▶ TASK DESCRIPTION
Starting with the line that contains "I need help finding the gold" and continuing to the very last line of the material, write those lines out as a numbered list and skip any blank lines.

################

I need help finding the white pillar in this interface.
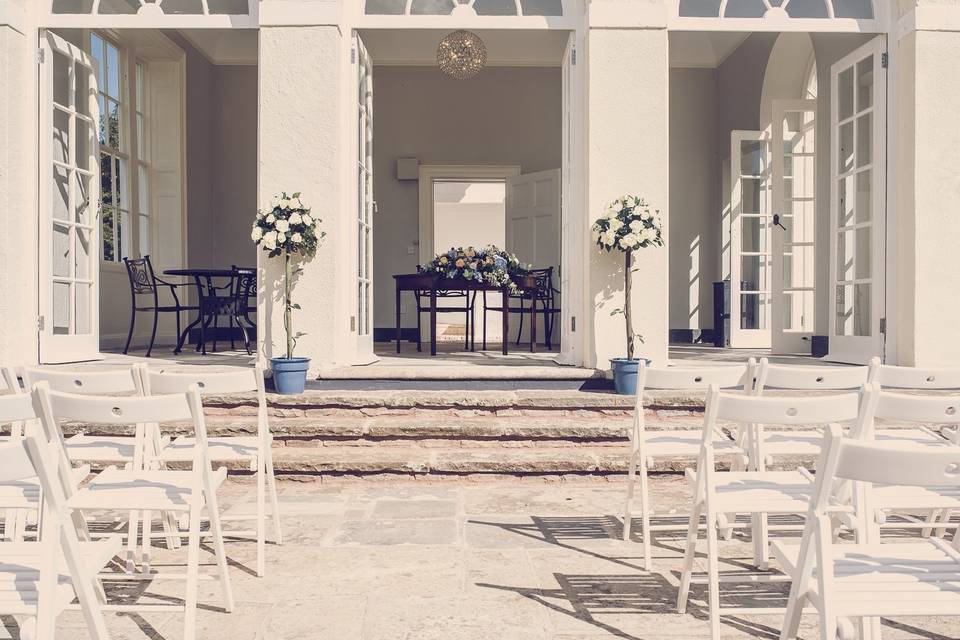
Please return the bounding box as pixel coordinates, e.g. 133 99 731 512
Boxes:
585 0 669 368
887 0 960 367
251 17 348 372
0 0 39 365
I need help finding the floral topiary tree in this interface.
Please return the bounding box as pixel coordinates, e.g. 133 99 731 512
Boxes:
250 192 326 359
593 195 663 360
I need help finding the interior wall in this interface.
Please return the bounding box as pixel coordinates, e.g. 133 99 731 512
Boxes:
669 69 720 339
373 66 563 329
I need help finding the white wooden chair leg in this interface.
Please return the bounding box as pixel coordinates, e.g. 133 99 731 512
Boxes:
623 449 646 542
640 456 653 571
677 498 703 613
183 498 201 640
707 508 720 640
263 443 283 545
257 456 267 578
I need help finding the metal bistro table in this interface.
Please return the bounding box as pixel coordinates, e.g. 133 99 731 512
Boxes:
393 273 537 356
163 269 242 355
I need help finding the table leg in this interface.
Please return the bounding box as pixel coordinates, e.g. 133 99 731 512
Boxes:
396 283 400 353
500 287 510 355
430 287 437 356
530 297 537 353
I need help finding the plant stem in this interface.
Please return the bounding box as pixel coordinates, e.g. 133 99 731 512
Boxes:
623 249 633 360
283 251 293 360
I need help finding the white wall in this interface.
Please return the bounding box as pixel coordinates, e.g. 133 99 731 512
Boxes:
373 66 562 328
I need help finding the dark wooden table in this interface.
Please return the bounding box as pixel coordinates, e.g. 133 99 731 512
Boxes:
393 273 537 356
163 269 244 355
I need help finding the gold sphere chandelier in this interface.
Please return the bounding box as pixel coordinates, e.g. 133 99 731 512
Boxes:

################

▶ EXERCISE ANSWER
1. I need help finding the gold sphere chandelier in this interface.
2. Please return the bounding box as pixel coordinates, e.g. 133 99 731 512
3. Boxes:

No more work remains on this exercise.